Set problem a:
Reproduce the rows, unchanged, starting at the line containing "Task: given the image, detect each bush" and continuing down to the final row.

Source passage:
═══

Gay Ballplayers and Steroids

Originally posted on Projo.com
Somehow, it’s always baseball. My mind came back to this, last week as the papers carried two reports on the same day: Mike Piazza denying he was gay, and Barry Bonds denying he uses steroids. For now, we must take both men at their word, and in Piazza’s case in particular there is really no reason to inquire further if that is the answer he wishes to give. But the questions were being asked, and on the steroid issue, they are just getting warmed up. And that’s baseball, and it’s another reason why, for all the mega-ratings popularity of football, for all the pop culture cache of hoops, this is still America’s game. People have higher hopes and expectations for baseball, and they expect it to solve its problems. Let college football wallow in hypocrisy, as it has done for all its existence. (Really, we’re just students who like to play a game on Saturday! Nobody’s making any money here!) See the NBA’s popularity soar without the league having done a single thing about the various shames that have been reported about its players in recent years. But if baseball players are on steroids, sooner or later, people want to know. And they will know, even though nobody in the game really has a strong incentive to blow the whistle. Maybe, as he has threatened, it will break with Jose Canseco. The SI-Ken Caminiti expose means the process has already begun.

═══

Data extract:

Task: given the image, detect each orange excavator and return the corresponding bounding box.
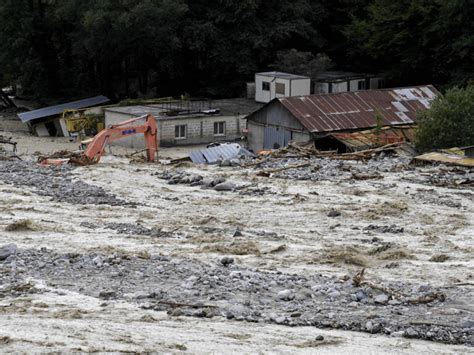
[84,114,158,164]
[39,114,159,165]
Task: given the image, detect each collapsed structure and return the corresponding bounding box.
[18,95,110,137]
[247,85,439,152]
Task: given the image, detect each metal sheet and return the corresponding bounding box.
[189,143,254,164]
[278,85,439,133]
[263,126,291,149]
[18,96,110,122]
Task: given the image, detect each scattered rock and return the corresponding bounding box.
[233,227,242,238]
[374,293,388,305]
[328,209,341,218]
[0,244,18,260]
[99,290,117,300]
[214,182,235,191]
[430,254,449,263]
[403,328,419,338]
[278,290,295,301]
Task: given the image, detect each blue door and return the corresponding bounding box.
[263,126,291,149]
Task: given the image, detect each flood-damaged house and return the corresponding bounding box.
[247,85,440,152]
[104,98,263,149]
[18,96,110,137]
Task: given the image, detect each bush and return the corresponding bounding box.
[415,85,474,151]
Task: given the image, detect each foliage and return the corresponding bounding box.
[271,48,333,78]
[0,0,474,100]
[344,0,474,85]
[416,85,474,151]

═══

Set problem b:
In the column on gay ballplayers and steroids, condense the paragraph beginning "Somehow, it’s always baseball." into a shorter version that keeps its main points.

Exercise output a:
Task: given the image, detect each bush and return the corresponding bounding box.
[415,85,474,151]
Task: given the image, detect each foliage and return the corresponding bounding box.
[271,48,333,78]
[0,0,474,100]
[344,0,474,85]
[416,85,474,151]

Exercise output b:
On one day last week, the papers reported Mike Piazza denying he was gay and Barry Bonds denying he uses steroids. Both men must be taken at their word for now, and Piazza's answer needs no further inquiry. The steroid questions, however, are only beginning. That scrutiny is why baseball remains America's game despite football's ratings and basketball's pop-culture standing: people hold it to higher expectations and expect it to solve its problems. College football has long been hypocritical, and the NBA has grown in popularity without addressing its players' reported shames. If baseball players use steroids, people will eventually find out, even though no one in the game has much incentive to blow the whistle. The story may break with Jose Canseco, as he has threatened, and the SI exposé on Ken Caminiti shows the process has already begun.